* [WHAT IS NEEDED]:
Each line below should be copied exactly as it stands.
BEGIN
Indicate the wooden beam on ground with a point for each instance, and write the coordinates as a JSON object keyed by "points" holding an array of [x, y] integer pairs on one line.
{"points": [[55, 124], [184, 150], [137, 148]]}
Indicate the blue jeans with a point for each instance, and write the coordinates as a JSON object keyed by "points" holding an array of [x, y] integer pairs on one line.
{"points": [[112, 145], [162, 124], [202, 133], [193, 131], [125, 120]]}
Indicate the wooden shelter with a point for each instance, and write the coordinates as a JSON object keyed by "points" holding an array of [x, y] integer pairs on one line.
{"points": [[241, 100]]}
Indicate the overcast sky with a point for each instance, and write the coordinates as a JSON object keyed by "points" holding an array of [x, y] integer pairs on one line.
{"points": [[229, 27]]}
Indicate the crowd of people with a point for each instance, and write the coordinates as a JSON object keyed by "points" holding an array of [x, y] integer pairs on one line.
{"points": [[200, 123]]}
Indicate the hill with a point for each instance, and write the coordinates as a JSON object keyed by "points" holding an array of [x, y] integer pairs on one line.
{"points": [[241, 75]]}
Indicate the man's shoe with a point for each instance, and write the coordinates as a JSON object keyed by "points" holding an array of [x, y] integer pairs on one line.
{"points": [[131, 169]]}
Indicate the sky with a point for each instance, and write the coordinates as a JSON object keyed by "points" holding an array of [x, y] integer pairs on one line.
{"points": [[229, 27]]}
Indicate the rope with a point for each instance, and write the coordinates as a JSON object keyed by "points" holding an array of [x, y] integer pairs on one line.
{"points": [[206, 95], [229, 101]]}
END
* [WRITTEN ANSWER]:
Indicate the wooden beam on ground with a point for each instance, and write the coordinates as a JSON object keyed by "points" holding an array of [x, y] integer pairs on one line.
{"points": [[55, 124], [184, 150], [137, 148]]}
Indicate the blue jeans with a point for each instance, and write the coordinates as a JSON object keyed by "points" holding an array of [x, y] integer pairs on one line.
{"points": [[112, 145], [162, 124], [202, 133], [193, 131], [125, 120]]}
Indicate the wooden shelter with a point for each instance, and write the coordinates as a JSON object keyed by "points" holding an array of [x, y] integer pairs on one line.
{"points": [[241, 100]]}
Indicate the overcast sky with a point for each instance, and write the coordinates as a JSON object keyed by "points" holding an array of [x, y] integer pairs on one line.
{"points": [[229, 27]]}
Indicate the crowd of people with a point for each instance, and write the coordinates as a JSON object keyed by "points" holding an array of [x, y] integer pairs on one line.
{"points": [[200, 123]]}
Indicate the hill with a point for each instance, and write the coordinates as a JSON object keyed by "points" holding an array of [x, y] integer pairs on one line.
{"points": [[241, 75]]}
Indicate the man's shoe with a point for each instance, and write the coordinates as a JSON object keyed by "points" holding an array of [x, y] integer pairs on one line.
{"points": [[131, 169]]}
Indicate the sky with a point for each instance, and write the coordinates as a JSON object keyed by "points" holding an array of [x, y] integer pairs on one line.
{"points": [[229, 27]]}
Indicate the rope with a point for each instance, and write the coordinates as a JSON object keyed by "points" holding an array of [x, y] integer pairs on one line.
{"points": [[206, 95], [229, 101]]}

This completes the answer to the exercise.